Exercise description » Beginning with the line where "The component shall locate the black" appears, retype every remaining line of the data below, both the first and last included.

Records from a data source »

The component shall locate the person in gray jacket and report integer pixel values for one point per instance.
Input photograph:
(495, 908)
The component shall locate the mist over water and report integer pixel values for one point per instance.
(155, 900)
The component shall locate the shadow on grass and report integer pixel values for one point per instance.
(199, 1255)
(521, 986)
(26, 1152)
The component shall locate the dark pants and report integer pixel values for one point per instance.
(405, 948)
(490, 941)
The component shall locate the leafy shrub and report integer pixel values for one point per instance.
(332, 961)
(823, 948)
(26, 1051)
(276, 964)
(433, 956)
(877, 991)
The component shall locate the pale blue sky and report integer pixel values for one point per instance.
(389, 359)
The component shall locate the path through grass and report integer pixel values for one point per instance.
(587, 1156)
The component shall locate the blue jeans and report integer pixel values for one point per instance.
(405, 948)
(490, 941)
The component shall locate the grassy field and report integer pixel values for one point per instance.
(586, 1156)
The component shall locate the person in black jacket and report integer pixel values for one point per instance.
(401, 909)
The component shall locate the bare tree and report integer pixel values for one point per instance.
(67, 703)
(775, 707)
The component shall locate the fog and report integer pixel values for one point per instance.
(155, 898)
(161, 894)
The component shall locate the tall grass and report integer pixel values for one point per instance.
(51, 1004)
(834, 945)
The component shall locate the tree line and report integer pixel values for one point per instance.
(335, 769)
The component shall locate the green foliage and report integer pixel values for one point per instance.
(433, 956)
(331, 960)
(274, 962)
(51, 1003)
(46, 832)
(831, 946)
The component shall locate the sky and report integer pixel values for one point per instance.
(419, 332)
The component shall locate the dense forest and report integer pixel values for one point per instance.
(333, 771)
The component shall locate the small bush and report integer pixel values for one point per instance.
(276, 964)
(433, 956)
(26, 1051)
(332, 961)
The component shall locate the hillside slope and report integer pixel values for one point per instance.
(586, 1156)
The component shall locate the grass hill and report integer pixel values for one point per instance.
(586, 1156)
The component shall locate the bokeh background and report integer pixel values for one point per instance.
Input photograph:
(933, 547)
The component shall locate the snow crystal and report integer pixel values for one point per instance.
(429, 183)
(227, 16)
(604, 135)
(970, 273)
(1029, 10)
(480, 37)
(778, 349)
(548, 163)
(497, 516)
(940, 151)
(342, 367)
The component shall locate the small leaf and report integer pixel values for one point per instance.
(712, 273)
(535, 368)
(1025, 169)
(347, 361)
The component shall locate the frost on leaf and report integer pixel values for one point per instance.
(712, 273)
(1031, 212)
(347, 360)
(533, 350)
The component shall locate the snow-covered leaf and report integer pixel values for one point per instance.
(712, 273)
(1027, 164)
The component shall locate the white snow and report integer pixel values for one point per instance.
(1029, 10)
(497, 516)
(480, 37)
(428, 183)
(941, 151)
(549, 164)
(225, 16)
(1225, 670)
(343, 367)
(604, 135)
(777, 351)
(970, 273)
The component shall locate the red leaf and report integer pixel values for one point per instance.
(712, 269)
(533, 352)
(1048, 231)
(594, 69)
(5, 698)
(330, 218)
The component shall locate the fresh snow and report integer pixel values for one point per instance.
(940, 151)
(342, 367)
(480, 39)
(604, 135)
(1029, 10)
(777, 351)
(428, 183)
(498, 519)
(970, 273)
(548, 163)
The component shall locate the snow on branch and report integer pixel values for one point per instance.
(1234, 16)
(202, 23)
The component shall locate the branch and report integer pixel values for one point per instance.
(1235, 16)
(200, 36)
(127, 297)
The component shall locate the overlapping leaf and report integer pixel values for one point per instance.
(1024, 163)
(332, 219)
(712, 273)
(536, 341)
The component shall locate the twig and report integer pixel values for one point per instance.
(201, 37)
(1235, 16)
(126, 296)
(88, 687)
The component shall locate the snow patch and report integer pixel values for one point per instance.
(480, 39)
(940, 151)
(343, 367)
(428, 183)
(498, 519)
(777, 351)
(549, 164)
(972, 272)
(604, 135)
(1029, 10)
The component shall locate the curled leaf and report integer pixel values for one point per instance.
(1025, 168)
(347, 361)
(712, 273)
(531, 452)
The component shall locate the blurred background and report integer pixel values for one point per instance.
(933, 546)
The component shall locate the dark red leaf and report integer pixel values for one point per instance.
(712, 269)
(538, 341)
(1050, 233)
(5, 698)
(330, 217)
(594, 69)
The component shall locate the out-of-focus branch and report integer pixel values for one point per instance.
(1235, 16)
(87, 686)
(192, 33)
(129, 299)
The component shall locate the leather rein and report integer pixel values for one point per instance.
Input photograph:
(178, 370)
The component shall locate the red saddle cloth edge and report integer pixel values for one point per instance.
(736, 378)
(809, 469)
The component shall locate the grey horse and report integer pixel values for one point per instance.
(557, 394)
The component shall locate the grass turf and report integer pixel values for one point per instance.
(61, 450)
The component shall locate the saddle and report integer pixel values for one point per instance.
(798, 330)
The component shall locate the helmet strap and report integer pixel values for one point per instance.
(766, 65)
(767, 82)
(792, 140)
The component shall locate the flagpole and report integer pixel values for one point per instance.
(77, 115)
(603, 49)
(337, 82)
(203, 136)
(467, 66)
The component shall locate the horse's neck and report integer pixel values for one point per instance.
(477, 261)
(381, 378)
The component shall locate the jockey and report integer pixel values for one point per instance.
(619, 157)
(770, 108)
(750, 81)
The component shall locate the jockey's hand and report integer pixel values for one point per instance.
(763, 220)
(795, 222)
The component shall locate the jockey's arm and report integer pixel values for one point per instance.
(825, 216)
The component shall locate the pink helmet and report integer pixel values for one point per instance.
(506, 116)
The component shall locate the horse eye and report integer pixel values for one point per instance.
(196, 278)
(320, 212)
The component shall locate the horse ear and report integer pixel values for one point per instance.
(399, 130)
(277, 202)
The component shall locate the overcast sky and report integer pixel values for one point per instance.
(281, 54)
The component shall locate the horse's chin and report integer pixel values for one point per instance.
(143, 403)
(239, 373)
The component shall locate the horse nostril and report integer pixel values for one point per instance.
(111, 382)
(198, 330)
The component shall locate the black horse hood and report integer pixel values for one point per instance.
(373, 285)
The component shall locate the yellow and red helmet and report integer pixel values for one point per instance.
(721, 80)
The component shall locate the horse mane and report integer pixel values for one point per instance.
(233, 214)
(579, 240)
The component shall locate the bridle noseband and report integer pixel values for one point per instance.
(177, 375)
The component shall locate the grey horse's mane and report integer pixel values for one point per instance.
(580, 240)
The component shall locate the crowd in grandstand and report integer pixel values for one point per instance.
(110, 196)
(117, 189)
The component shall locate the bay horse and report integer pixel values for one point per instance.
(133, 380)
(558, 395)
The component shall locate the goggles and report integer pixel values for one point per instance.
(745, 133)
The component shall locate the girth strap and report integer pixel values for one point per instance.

Solution for this exercise »
The component shall locate the black horse hood and report integer pixel values for one point per instance.
(373, 285)
The component shall locate the yellow and red helmet and report integer pixel values for one point per instance.
(721, 80)
The component shall locate the horse mane and report integer pixel values for one point per instance.
(233, 214)
(579, 240)
The component shall locate the bridle noseband and report integer pixel values for one point per instance.
(177, 375)
The component shall locate the grey horse's mane and report integer pixel values for one point per instance.
(580, 240)
The component shall locate the crowd in grandstand and report integer pixel values for one point per instance.
(110, 196)
(117, 189)
The component shall locate the bay horse and report integer pixel values for one point per instance.
(133, 380)
(558, 395)
The component shall locate the goggles and report integer pixel values for one point per instance.
(745, 133)
The component shall locate the girth strap and report integer pixel values for one point per instance.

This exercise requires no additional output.